— start of MATERIAL PROVIDED —

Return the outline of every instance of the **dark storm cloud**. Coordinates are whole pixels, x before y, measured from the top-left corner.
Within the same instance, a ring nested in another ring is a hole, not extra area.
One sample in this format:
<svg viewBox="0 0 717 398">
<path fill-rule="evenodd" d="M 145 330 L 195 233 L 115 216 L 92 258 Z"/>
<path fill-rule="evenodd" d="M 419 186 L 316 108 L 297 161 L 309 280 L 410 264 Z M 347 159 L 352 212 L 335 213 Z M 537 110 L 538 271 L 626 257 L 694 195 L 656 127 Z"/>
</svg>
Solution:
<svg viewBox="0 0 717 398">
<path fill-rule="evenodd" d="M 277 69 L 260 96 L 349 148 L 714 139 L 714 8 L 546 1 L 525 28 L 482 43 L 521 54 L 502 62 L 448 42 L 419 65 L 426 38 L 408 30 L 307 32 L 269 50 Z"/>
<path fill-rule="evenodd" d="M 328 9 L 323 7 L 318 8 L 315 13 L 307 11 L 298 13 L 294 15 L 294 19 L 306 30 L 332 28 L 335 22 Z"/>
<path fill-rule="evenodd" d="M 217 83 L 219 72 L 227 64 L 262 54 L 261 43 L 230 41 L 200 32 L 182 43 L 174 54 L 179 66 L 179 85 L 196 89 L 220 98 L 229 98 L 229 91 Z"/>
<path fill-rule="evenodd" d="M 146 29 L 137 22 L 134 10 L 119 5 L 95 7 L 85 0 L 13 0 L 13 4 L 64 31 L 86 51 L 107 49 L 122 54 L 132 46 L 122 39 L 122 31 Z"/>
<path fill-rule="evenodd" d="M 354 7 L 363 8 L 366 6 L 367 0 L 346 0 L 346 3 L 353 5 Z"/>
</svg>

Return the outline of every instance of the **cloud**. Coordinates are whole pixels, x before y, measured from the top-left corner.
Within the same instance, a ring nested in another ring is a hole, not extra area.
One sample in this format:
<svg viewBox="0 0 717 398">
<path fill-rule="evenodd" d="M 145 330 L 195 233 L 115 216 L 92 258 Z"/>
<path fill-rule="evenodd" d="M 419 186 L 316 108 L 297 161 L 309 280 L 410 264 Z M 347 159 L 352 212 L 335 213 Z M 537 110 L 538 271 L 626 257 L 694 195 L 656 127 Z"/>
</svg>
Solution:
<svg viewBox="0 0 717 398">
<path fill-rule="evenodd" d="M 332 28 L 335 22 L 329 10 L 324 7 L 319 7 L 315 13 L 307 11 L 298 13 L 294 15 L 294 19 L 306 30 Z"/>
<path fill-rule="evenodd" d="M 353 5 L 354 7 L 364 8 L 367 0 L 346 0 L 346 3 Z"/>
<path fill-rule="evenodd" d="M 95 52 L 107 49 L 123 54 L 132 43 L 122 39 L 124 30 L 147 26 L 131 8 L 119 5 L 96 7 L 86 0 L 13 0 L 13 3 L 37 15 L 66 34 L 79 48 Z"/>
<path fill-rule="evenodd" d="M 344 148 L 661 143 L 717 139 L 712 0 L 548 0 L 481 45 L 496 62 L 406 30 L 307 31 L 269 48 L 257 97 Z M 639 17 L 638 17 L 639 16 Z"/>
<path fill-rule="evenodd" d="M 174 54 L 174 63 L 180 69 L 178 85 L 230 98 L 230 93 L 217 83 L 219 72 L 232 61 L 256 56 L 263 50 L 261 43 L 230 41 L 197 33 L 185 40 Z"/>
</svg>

— end of MATERIAL PROVIDED —

* DO THIS *
Reproduce all of the data above verbatim, line for line.

* IN RESPONSE *
Return the outline of every instance of the **dark storm cloud**. Coordinates are whole pixels, x before y, measured from the top-left corner.
Within the same instance, a ring nested in another ring is a hole, not extra area.
One sample in this format:
<svg viewBox="0 0 717 398">
<path fill-rule="evenodd" d="M 145 330 L 195 233 L 115 216 L 92 258 Z"/>
<path fill-rule="evenodd" d="M 419 186 L 316 108 L 297 161 L 309 280 L 410 264 Z M 347 159 L 352 212 L 335 213 Z M 537 110 L 538 271 L 626 257 L 694 195 L 656 127 Z"/>
</svg>
Solution:
<svg viewBox="0 0 717 398">
<path fill-rule="evenodd" d="M 277 69 L 260 96 L 349 148 L 714 139 L 714 8 L 546 1 L 525 28 L 482 43 L 521 54 L 502 62 L 448 42 L 419 65 L 426 38 L 408 30 L 307 32 L 269 50 Z"/>
<path fill-rule="evenodd" d="M 328 9 L 323 7 L 318 8 L 315 13 L 307 11 L 298 13 L 294 15 L 294 19 L 306 30 L 332 28 L 335 22 Z"/>
<path fill-rule="evenodd" d="M 217 83 L 219 72 L 227 64 L 262 54 L 261 43 L 230 41 L 200 32 L 182 43 L 174 54 L 179 66 L 179 85 L 196 89 L 220 98 L 229 98 L 229 91 Z"/>
<path fill-rule="evenodd" d="M 146 29 L 137 22 L 134 10 L 119 5 L 95 7 L 85 0 L 13 0 L 13 4 L 64 31 L 86 51 L 107 49 L 122 54 L 132 46 L 122 39 L 122 31 Z"/>
<path fill-rule="evenodd" d="M 354 7 L 363 8 L 366 6 L 367 0 L 346 0 L 346 3 L 353 5 Z"/>
</svg>

Return the outline of every instance of the **cloud**. Coordinates are whole pixels, x before y, measured from the top-left corner.
Within the same instance, a ring nested in another ring is a hole, not extra area.
One sample in this format:
<svg viewBox="0 0 717 398">
<path fill-rule="evenodd" d="M 145 330 L 195 233 L 115 216 L 92 258 Z"/>
<path fill-rule="evenodd" d="M 419 186 L 316 108 L 297 161 L 309 280 L 410 264 Z M 347 159 L 352 212 L 335 213 Z M 537 110 L 538 271 L 626 257 L 694 195 L 656 127 Z"/>
</svg>
Solution:
<svg viewBox="0 0 717 398">
<path fill-rule="evenodd" d="M 332 28 L 335 22 L 329 10 L 324 7 L 319 7 L 315 13 L 307 11 L 298 13 L 294 15 L 294 19 L 306 30 Z"/>
<path fill-rule="evenodd" d="M 353 5 L 354 7 L 364 8 L 367 0 L 346 0 L 346 3 Z"/>
<path fill-rule="evenodd" d="M 95 52 L 107 49 L 123 54 L 132 43 L 122 39 L 124 30 L 147 26 L 131 8 L 119 5 L 96 7 L 86 0 L 13 0 L 13 3 L 37 15 L 66 34 L 79 48 Z"/>
<path fill-rule="evenodd" d="M 344 148 L 661 143 L 717 139 L 712 0 L 548 0 L 481 45 L 496 62 L 406 30 L 307 31 L 269 48 L 257 97 Z M 639 17 L 638 17 L 639 16 Z"/>
<path fill-rule="evenodd" d="M 174 54 L 174 63 L 180 69 L 178 85 L 230 98 L 230 93 L 217 83 L 219 72 L 232 61 L 256 56 L 263 50 L 261 43 L 230 41 L 197 33 L 185 40 Z"/>
</svg>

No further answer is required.